◆ **What you will do**
1. In the PySpark missing-data notebook, list every argument passed to df.na.drop.
2. Write the next part of the PySpark missing-data notebook, continuing after its last line of code.

◆ **Page extract**
In [1]:
from pyspark.sql import SparkSession

In [2]:
spark = SparkSession.builder.appName("missing_data").getOrCreate()

In [6]:
df = spark.read.csv("ContainsNull.csv", inferSchema=True, header=True)

In [7]:
df.show()

+----+-----+-----+
|  Id| Name|Sales|
+----+-----+-----+
|emp1| John| NULL|
|emp2| NULL| NULL|
|emp3| NULL|345.0|
|emp4|Cindy|456.0|
+----+-----+-----+



In [8]:
### To drop all null values
df.na.drop().show()

+----+-----+-----+
|  Id| Name|Sales|
+----+-----+-----+
|emp4|Cindy|456.0|
+----+-----+-----+



In [9]:
df.show()

+----+-----+-----+
|  Id| Name|Sales|
+----+-----+-----+
|emp1| John| NULL|
|emp2| NULL| NULL|
|emp3| NULL|345.0|
|emp4|Cindy|456.0|
+----+-----+-----+



In [12]:
## we can pass thres so that any row which has non null value less than thres will droped
df.na.drop(thresh=2).show()

+----+-----+-----+
|  Id| Name|Sales|
+----+-----+-----+
|emp1| John| NULL|
|emp3| NULL|345.0|
|emp4|Cindy|456.0|
+----+-----+-----+



In [14]:
## We can also specify how

df.na.drop(how='any').show()

+----+-----+-----+
|  Id| Name|Sales|
+----+-----+-----+
|emp4|Cindy|456.0|
+----+-----+-----+



In [15]:
df.na.drop(how='all').show()

+----+-----+-----+
|  Id| Name|Sales|
+----+-----+-----+
|emp1| John| NULL|
|emp2| NULL| NULL|
|emp3| NULL|345.0|
|emp4|Cindy|456.0|
+----+-----+-----+



In [16]:
## fill is use to fill the null values
## if we give String values it fills the string column
df.na.fill('Shubhank').show()

◆ **Data provided**
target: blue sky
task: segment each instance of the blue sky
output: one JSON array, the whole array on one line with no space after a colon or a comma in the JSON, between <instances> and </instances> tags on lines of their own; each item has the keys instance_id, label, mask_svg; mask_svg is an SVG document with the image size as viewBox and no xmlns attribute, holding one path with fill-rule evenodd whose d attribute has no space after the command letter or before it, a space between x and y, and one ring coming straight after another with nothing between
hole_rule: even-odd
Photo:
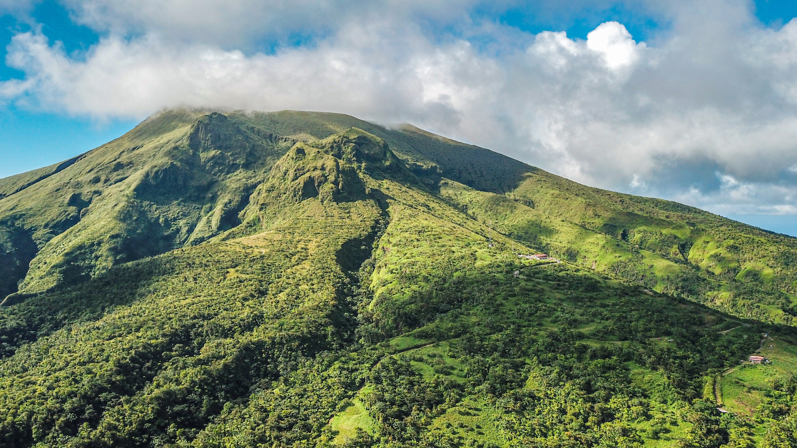
<instances>
[{"instance_id":1,"label":"blue sky","mask_svg":"<svg viewBox=\"0 0 797 448\"><path fill-rule=\"evenodd\" d=\"M0 176L165 107L328 110L797 235L795 16L779 0L0 0Z\"/></svg>"}]
</instances>

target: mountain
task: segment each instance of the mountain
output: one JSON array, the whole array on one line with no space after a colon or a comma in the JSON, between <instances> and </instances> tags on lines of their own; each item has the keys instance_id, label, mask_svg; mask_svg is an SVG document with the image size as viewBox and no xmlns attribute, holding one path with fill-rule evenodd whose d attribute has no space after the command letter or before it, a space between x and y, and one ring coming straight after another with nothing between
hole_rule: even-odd
<instances>
[{"instance_id":1,"label":"mountain","mask_svg":"<svg viewBox=\"0 0 797 448\"><path fill-rule=\"evenodd\" d=\"M0 446L785 446L795 291L797 238L410 125L164 111L0 179Z\"/></svg>"}]
</instances>

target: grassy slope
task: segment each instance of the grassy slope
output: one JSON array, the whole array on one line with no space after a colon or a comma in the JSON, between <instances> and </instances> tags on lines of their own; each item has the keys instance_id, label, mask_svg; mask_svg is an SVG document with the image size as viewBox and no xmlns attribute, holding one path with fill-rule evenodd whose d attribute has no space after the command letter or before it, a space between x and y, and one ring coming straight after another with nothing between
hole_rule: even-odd
<instances>
[{"instance_id":1,"label":"grassy slope","mask_svg":"<svg viewBox=\"0 0 797 448\"><path fill-rule=\"evenodd\" d=\"M559 216L554 206L565 199L545 198L556 195L548 187L530 192L528 179L491 188L480 175L481 187L497 192L474 190L464 182L476 180L451 167L453 153L440 158L439 168L430 164L440 150L418 151L419 131L387 131L345 116L230 115L235 127L219 116L198 126L186 116L185 123L153 120L151 130L125 139L163 136L147 153L154 162L131 168L133 178L195 152L191 173L250 186L238 190L253 191L238 214L240 225L212 226L214 210L229 203L219 198L235 191L229 183L196 200L203 205L190 214L178 198L147 199L164 184L142 190L130 181L127 196L108 190L101 196L149 202L155 208L148 216L170 226L193 217L183 237L159 249L167 253L97 263L104 267L88 281L45 293L31 289L26 301L0 308L3 444L325 446L353 438L383 446L670 446L717 434L740 443L764 427L720 420L711 406L692 402L703 395L708 371L735 365L757 347L761 328L720 332L737 321L578 265L590 264L582 250L609 272L617 259L642 257L653 267L618 273L665 289L662 278L685 262L635 247L638 229L685 238L703 224L679 227L666 214L641 215L633 207L652 206L637 199L637 214L615 216L609 224L619 226L609 231L609 199L593 222L579 222L595 201L577 213L560 207L571 214ZM348 124L383 136L404 162ZM221 144L218 137L230 141L230 133L259 139L261 146L247 147L266 154L265 162L247 165L240 145ZM168 151L175 145L176 155ZM76 163L0 206L24 211L37 195L58 193L49 183L56 176L105 169L96 163ZM240 169L219 174L230 165ZM560 190L571 201L572 191ZM29 202L14 199L22 193ZM51 217L33 211L18 214L19 222L41 218L31 230L54 228ZM88 226L94 212L80 222ZM200 238L206 242L169 251L188 242L203 220L211 222ZM494 234L496 247L487 247L485 221L503 234ZM623 227L630 222L637 227ZM105 238L98 226L77 234ZM630 230L625 239L622 230ZM535 265L515 257L512 246L550 247L573 263ZM42 251L39 257L49 253ZM709 281L717 288L727 281ZM791 418L764 417L768 427Z\"/></svg>"}]
</instances>

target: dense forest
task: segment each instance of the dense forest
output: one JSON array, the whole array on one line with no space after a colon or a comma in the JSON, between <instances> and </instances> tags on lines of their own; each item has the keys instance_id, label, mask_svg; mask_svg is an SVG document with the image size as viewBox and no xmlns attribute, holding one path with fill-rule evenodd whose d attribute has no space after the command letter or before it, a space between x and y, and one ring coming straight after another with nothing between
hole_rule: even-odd
<instances>
[{"instance_id":1,"label":"dense forest","mask_svg":"<svg viewBox=\"0 0 797 448\"><path fill-rule=\"evenodd\" d=\"M0 179L0 446L795 446L795 238L409 125L167 111Z\"/></svg>"}]
</instances>

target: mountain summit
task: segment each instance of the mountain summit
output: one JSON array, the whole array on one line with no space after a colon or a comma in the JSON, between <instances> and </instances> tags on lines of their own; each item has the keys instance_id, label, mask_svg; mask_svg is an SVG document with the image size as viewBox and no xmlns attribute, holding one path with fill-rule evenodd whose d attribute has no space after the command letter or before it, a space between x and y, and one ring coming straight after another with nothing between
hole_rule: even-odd
<instances>
[{"instance_id":1,"label":"mountain summit","mask_svg":"<svg viewBox=\"0 0 797 448\"><path fill-rule=\"evenodd\" d=\"M165 111L0 179L0 445L788 441L787 368L717 374L795 293L797 238L408 124Z\"/></svg>"}]
</instances>

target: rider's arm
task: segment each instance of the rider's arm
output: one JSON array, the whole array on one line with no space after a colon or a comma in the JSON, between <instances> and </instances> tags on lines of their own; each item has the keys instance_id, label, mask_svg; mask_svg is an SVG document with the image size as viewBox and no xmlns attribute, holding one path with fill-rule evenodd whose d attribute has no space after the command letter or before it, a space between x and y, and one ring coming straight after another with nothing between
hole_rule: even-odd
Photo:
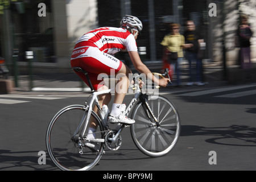
<instances>
[{"instance_id":1,"label":"rider's arm","mask_svg":"<svg viewBox=\"0 0 256 182\"><path fill-rule=\"evenodd\" d=\"M163 79L158 80L156 78L149 70L149 69L141 61L138 52L136 51L128 51L131 61L134 65L135 69L141 73L144 73L146 76L151 79L153 82L155 82L159 86L166 86L167 84L167 81L161 80Z\"/></svg>"}]
</instances>

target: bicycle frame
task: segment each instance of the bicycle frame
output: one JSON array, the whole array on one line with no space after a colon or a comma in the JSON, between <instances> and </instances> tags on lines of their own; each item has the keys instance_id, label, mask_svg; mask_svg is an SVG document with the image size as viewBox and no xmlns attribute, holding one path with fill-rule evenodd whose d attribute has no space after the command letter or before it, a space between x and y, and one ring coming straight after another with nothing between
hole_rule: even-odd
<instances>
[{"instance_id":1,"label":"bicycle frame","mask_svg":"<svg viewBox=\"0 0 256 182\"><path fill-rule=\"evenodd\" d=\"M168 73L168 72L167 72ZM137 80L138 79L139 79L139 77L141 77L140 75L134 77L135 80ZM130 111L131 109L133 109L133 106L134 106L135 103L137 101L138 99L139 98L140 100L142 101L142 102L143 104L143 106L146 107L145 109L145 112L146 113L147 115L149 118L151 118L151 117L153 118L154 121L155 123L155 125L157 126L159 126L160 124L159 123L158 121L158 119L156 118L156 117L154 116L153 113L152 112L150 107L149 106L148 103L146 101L146 96L144 94L142 94L141 90L139 87L139 84L131 84L130 85L130 88L131 88L133 90L135 90L135 93L134 94L134 98L131 100L131 102L129 104L128 106L126 108L126 110L125 111L125 115L127 115L127 114ZM90 115L92 111L93 108L93 103L96 102L96 105L98 109L99 113L100 113L100 118L101 119L101 122L102 124L102 126L104 126L105 129L107 130L108 129L108 126L106 125L106 121L104 121L105 119L105 115L103 113L103 111L101 107L101 106L100 105L98 100L98 96L101 94L106 94L106 93L110 93L112 91L114 90L114 89L109 89L108 90L102 90L102 91L97 91L94 92L93 90L92 90L92 98L89 103L89 105L87 105L86 102L85 102L85 106L86 108L88 109L86 111L88 111L88 114L86 117L86 118L83 118L81 119L81 121L80 122L80 124L79 125L79 127L77 128L77 130L75 132L75 134L74 134L74 136L76 135L78 131L79 130L79 129L81 126L82 126L82 123L84 122L84 119L85 119L85 124L84 126L84 129L82 130L82 133L81 137L84 136L85 134L85 131L86 130L87 126L89 124ZM151 117L150 117L151 116ZM118 129L118 131L117 134L115 135L115 136L111 139L112 142L115 142L116 139L118 138L120 133L122 132L122 130L124 127L126 127L126 126L125 124L121 124L121 127ZM84 139L85 140L90 140L90 139ZM105 139L93 139L93 141L97 142L104 142Z\"/></svg>"}]
</instances>

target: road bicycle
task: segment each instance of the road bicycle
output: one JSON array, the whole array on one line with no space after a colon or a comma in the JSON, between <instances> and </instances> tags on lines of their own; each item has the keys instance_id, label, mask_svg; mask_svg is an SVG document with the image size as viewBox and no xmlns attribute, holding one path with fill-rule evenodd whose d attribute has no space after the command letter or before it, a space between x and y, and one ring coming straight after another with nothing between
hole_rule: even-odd
<instances>
[{"instance_id":1,"label":"road bicycle","mask_svg":"<svg viewBox=\"0 0 256 182\"><path fill-rule=\"evenodd\" d=\"M100 160L105 150L115 151L122 144L121 132L127 126L133 142L143 154L151 157L159 157L168 154L177 143L180 131L180 123L177 110L168 99L159 95L142 92L139 82L141 75L134 77L130 85L134 97L125 111L126 115L135 123L109 124L98 103L97 96L111 93L112 89L96 92L93 90L87 72L79 67L72 68L76 72L83 72L89 82L92 95L84 105L73 105L65 107L56 114L47 128L46 146L51 159L62 170L89 170ZM168 75L155 73L156 76ZM139 80L141 79L141 80ZM146 84L147 85L147 84ZM93 105L98 113L93 110ZM96 139L87 138L88 126L92 121L98 125ZM111 129L114 127L114 129ZM92 142L100 146L93 151L85 143ZM108 151L109 150L108 150Z\"/></svg>"}]
</instances>

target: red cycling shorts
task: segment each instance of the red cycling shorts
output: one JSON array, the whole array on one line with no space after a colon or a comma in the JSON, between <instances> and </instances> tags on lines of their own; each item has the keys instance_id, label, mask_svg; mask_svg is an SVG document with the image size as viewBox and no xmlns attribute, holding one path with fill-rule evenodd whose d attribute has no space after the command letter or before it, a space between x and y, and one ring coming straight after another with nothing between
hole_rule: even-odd
<instances>
[{"instance_id":1,"label":"red cycling shorts","mask_svg":"<svg viewBox=\"0 0 256 182\"><path fill-rule=\"evenodd\" d=\"M117 73L122 68L122 61L106 53L100 51L95 44L82 42L76 45L71 56L72 67L80 67L85 70L95 90L104 85L101 73L110 75ZM86 76L82 72L76 72L88 85Z\"/></svg>"}]
</instances>

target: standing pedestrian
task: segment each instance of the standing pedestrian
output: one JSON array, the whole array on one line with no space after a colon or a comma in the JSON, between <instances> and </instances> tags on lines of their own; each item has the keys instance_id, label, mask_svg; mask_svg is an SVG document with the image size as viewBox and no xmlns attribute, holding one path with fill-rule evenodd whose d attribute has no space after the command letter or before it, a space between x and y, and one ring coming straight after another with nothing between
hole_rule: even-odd
<instances>
[{"instance_id":1,"label":"standing pedestrian","mask_svg":"<svg viewBox=\"0 0 256 182\"><path fill-rule=\"evenodd\" d=\"M172 23L170 28L171 32L164 36L160 44L164 46L163 57L166 57L171 71L173 69L176 75L177 86L181 86L180 64L184 56L183 47L185 40L184 36L180 34L179 24Z\"/></svg>"},{"instance_id":2,"label":"standing pedestrian","mask_svg":"<svg viewBox=\"0 0 256 182\"><path fill-rule=\"evenodd\" d=\"M241 18L241 24L238 30L239 47L240 47L240 61L242 69L251 68L251 49L250 39L253 35L248 23L247 16L243 15Z\"/></svg>"},{"instance_id":3,"label":"standing pedestrian","mask_svg":"<svg viewBox=\"0 0 256 182\"><path fill-rule=\"evenodd\" d=\"M184 48L186 48L186 57L189 66L189 78L187 85L196 84L203 86L204 85L202 82L203 64L201 59L199 57L199 52L200 43L204 42L204 40L199 37L193 21L187 21L186 26L187 30L184 34L186 44Z\"/></svg>"}]
</instances>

◆ **Expected outputs**
1. thresh=2, how='any', how='all'

2.
+----+--------+-----+
|  Id|    Name|Sales|
+----+--------+-----+
|emp1|    John| NULL|
|emp2|Shubhank| NULL|
|emp3|Shubhank|345.0|
|emp4|   Cindy|456.0|
+----+--------+-----+



In [17]:
## If we pass 0 then is fill the numeric null values

df.na.fill(0).show()

+----+-----+-----+
|  Id| Name|Sales|
+----+-----+-----+
|emp1| John|  0.0|
|emp2| NULL|  0.0|
|emp3| NULL|345.0|
|emp4|Cindy|456.0|
+----+-----+-----+



In [20]:
## to fill a  subset of columns
df.na.fill('Shubhank', subset=['Name']).show()

+----+--------+-----+
|  Id|    Name|Sales|
+----+--------+-----+
|emp1|    John| NULL|
|emp2|Shubhank| NULL|
|emp3|Shubhank|345.0|
|emp4|   Cindy|456.0|
+----+--------+-----+



In [30]:
df.agg({'Sales':'avg'}).collect()[0][0]

400.5

In [32]:
## to fill na with avg

df.na.fill(df.agg({'Sales':'avg'}).collect()[0][0], subset=['Sales']).show()

+----+-----+-----+
|  Id| Name|Sales|
+----+-----+-----+
|emp1| John|400.5|
|emp2| NULL|400.5|
|emp3| NULL|345.0|
|emp4|Cindy|456.0|
+----+-----+-----+



In [33]:
spark.stop()